** start Given data **

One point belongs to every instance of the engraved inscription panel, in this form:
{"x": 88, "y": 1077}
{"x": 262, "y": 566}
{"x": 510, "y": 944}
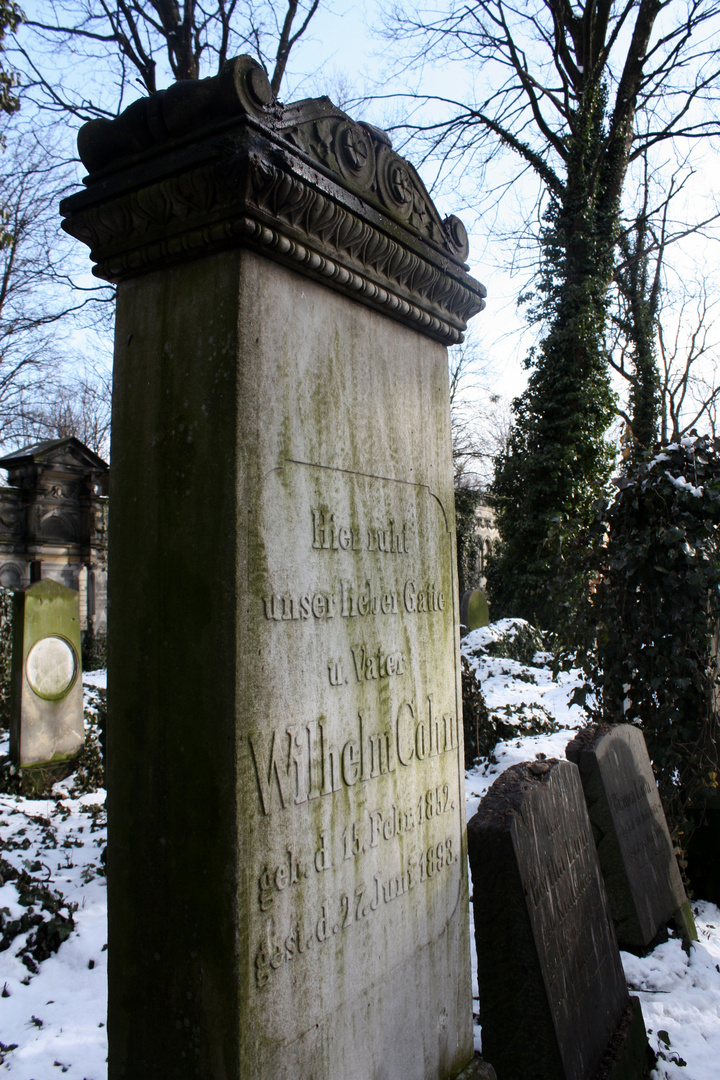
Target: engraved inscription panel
{"x": 353, "y": 778}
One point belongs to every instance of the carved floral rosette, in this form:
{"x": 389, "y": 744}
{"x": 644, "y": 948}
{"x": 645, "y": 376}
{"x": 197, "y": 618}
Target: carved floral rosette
{"x": 215, "y": 164}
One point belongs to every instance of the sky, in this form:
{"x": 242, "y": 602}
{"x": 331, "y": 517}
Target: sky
{"x": 345, "y": 53}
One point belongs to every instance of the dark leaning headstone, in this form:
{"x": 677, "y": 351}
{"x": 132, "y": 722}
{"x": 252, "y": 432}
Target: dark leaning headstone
{"x": 287, "y": 889}
{"x": 639, "y": 867}
{"x": 474, "y": 610}
{"x": 554, "y": 1003}
{"x": 46, "y": 724}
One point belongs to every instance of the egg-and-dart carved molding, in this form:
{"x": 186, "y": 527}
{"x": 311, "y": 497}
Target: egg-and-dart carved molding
{"x": 218, "y": 163}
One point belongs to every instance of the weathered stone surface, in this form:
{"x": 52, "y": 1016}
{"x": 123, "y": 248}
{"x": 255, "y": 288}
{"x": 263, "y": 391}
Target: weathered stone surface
{"x": 474, "y": 610}
{"x": 639, "y": 867}
{"x": 284, "y": 752}
{"x": 554, "y": 1003}
{"x": 46, "y": 714}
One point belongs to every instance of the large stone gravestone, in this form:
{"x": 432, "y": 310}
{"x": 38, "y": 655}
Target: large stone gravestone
{"x": 554, "y": 1003}
{"x": 634, "y": 845}
{"x": 286, "y": 867}
{"x": 46, "y": 711}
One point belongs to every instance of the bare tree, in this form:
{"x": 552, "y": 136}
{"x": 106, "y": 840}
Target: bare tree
{"x": 41, "y": 307}
{"x": 76, "y": 404}
{"x": 123, "y": 45}
{"x": 660, "y": 340}
{"x": 690, "y": 389}
{"x": 479, "y": 418}
{"x": 575, "y": 93}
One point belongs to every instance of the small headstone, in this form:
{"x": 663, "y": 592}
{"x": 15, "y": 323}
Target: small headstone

** end Given data **

Convert all of the material above into a JSON list of strings, with one string per line and blank lines omitted. Leave the pictures out.

[
  "One point belongs to every instance of the engraved inscription panel, in this form:",
  "{\"x\": 88, \"y\": 1077}",
  "{\"x\": 262, \"y\": 566}",
  "{\"x\": 510, \"y\": 944}",
  "Target: engraved inscription panel",
  "{\"x\": 353, \"y\": 778}",
  "One point belongs to every instance of the carved floral rosette, in this form:",
  "{\"x\": 389, \"y\": 744}",
  "{\"x\": 644, \"y\": 948}",
  "{\"x\": 645, \"y\": 376}",
  "{\"x\": 197, \"y\": 618}",
  "Target: carved floral rosette",
  "{\"x\": 215, \"y\": 164}",
  "One point belongs to every instance of the sky, in this form:",
  "{\"x\": 242, \"y\": 602}",
  "{\"x\": 331, \"y\": 517}",
  "Target: sky",
  "{\"x\": 345, \"y\": 53}",
  "One point belongs to every instance of the dark leaning headstone, in this form:",
  "{\"x\": 677, \"y\": 351}",
  "{\"x\": 132, \"y\": 722}",
  "{\"x\": 252, \"y\": 432}",
  "Target: dark leaning headstone",
  "{\"x\": 287, \"y\": 889}",
  "{\"x\": 639, \"y\": 867}",
  "{\"x\": 474, \"y\": 610}",
  "{\"x\": 554, \"y\": 1003}",
  "{\"x\": 46, \"y\": 724}",
  "One point belongs to every instance of the egg-and-dart carved molding, in this form:",
  "{\"x\": 186, \"y\": 527}",
  "{\"x\": 311, \"y\": 497}",
  "Target: egg-and-dart carved molding",
  "{\"x\": 218, \"y\": 163}",
  "One point belongs to every instance of the weathered stone surface, in this form:",
  "{\"x\": 52, \"y\": 1016}",
  "{\"x\": 123, \"y\": 248}",
  "{\"x\": 255, \"y\": 288}",
  "{\"x\": 263, \"y\": 391}",
  "Target: weathered stone surface",
  "{\"x\": 474, \"y\": 610}",
  "{\"x\": 639, \"y\": 867}",
  "{\"x\": 284, \"y\": 752}",
  "{\"x\": 554, \"y\": 1003}",
  "{\"x\": 46, \"y\": 714}",
  "One point belongs to every instance of the large stone gravestone, in this form:",
  "{\"x\": 432, \"y\": 310}",
  "{\"x\": 38, \"y\": 655}",
  "Target: large stone gravestone",
  "{\"x\": 554, \"y\": 1003}",
  "{\"x\": 634, \"y\": 845}",
  "{\"x\": 286, \"y\": 867}",
  "{\"x\": 46, \"y\": 711}",
  "One point belongs to every instance of the bare tree, in this form:",
  "{\"x\": 552, \"y\": 136}",
  "{\"x\": 106, \"y\": 840}",
  "Target: bare tree",
  "{\"x\": 41, \"y\": 307}",
  "{\"x\": 76, \"y\": 404}",
  "{\"x\": 123, \"y\": 45}",
  "{\"x\": 660, \"y\": 340}",
  "{\"x\": 690, \"y\": 389}",
  "{\"x\": 479, \"y\": 418}",
  "{\"x\": 575, \"y\": 93}",
  "One point belongs to every instance of the small headstone, in this form:",
  "{\"x\": 663, \"y\": 592}",
  "{\"x\": 15, \"y\": 323}",
  "Target: small headstone"
]